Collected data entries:
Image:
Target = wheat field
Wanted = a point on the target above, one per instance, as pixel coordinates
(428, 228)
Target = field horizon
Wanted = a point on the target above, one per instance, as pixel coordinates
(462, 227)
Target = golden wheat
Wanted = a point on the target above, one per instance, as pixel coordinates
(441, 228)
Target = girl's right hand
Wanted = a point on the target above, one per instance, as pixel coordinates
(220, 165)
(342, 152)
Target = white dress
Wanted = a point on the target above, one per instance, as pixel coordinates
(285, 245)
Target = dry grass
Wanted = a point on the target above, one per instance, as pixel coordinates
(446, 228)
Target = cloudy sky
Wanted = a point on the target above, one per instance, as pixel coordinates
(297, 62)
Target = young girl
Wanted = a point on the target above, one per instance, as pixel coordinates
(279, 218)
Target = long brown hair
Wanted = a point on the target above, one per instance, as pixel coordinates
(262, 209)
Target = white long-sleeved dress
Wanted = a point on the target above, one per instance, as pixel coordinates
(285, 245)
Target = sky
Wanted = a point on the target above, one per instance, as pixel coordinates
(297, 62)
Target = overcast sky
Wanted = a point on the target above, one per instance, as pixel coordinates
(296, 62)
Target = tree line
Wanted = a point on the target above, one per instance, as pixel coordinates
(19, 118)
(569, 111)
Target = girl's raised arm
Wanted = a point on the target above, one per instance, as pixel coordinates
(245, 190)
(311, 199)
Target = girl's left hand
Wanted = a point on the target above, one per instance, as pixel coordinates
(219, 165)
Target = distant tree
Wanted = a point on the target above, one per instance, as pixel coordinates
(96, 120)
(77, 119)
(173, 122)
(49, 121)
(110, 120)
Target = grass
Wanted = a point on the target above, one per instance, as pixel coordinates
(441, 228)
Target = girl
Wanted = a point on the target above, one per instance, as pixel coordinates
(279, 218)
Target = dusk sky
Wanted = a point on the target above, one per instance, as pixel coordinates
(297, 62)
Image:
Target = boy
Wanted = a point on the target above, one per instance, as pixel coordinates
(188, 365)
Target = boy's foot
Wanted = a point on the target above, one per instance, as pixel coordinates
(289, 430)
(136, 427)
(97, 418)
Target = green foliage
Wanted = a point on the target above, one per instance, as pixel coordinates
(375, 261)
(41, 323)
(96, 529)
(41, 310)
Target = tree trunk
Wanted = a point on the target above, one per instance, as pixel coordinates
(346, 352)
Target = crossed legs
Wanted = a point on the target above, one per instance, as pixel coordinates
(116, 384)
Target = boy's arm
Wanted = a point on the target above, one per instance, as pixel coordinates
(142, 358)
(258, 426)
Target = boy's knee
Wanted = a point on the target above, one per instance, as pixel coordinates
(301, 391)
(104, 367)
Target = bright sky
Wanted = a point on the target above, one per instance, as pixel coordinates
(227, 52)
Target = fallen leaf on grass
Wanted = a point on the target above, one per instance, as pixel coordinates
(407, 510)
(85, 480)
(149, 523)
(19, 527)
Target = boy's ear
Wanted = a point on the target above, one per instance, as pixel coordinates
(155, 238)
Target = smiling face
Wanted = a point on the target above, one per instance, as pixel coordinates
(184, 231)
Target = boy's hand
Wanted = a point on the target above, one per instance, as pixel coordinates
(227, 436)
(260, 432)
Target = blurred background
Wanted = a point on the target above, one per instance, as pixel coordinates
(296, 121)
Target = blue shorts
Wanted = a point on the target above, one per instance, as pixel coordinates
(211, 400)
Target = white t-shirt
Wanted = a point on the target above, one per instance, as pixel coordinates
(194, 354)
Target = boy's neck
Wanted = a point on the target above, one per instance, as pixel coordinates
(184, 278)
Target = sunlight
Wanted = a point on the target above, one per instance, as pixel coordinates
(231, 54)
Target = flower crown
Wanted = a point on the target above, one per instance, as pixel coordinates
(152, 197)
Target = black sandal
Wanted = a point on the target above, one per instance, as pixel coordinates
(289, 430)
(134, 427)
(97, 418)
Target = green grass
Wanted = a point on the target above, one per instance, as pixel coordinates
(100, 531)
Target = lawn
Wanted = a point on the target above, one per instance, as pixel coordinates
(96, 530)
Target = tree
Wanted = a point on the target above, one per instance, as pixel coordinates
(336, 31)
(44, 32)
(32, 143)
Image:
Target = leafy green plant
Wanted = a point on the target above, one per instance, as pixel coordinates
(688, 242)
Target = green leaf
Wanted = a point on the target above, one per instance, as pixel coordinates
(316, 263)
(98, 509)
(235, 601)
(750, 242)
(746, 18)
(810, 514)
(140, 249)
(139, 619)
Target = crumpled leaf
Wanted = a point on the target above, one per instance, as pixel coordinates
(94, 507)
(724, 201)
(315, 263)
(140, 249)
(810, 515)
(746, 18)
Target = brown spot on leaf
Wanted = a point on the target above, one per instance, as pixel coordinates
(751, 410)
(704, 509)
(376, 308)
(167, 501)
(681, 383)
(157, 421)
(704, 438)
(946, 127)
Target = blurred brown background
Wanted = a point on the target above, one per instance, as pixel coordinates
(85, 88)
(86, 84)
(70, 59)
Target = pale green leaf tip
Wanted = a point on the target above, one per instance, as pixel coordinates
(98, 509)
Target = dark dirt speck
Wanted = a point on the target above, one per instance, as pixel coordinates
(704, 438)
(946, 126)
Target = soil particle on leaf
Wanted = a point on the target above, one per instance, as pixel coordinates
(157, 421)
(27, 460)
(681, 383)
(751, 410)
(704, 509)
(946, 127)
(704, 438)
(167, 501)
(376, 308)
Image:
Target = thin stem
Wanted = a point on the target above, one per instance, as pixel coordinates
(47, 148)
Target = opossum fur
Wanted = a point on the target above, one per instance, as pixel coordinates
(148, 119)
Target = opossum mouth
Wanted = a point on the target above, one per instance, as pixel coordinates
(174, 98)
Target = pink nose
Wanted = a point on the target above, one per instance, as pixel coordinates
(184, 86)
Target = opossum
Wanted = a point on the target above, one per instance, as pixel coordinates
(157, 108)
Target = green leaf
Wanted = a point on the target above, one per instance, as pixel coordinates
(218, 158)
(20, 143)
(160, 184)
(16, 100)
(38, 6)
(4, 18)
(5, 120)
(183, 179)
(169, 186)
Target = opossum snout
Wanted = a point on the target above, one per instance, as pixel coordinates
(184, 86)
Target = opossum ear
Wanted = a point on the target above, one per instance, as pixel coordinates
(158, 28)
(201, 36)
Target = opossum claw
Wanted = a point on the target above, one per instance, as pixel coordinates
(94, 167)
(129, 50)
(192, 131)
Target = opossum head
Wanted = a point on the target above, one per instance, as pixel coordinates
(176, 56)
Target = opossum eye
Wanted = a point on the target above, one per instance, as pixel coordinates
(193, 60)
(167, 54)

| Work instructions |
Starting at the line that contains "Target = opossum head", print every line through the last one of the records, exactly and with nothing else.

| The completed task |
Target = opossum head
Wanted = a point on the target above, one per instance, as pixel coordinates
(176, 56)
Target = opossum eye
Wanted = a point on the target above, one per instance, as pixel coordinates
(193, 60)
(167, 54)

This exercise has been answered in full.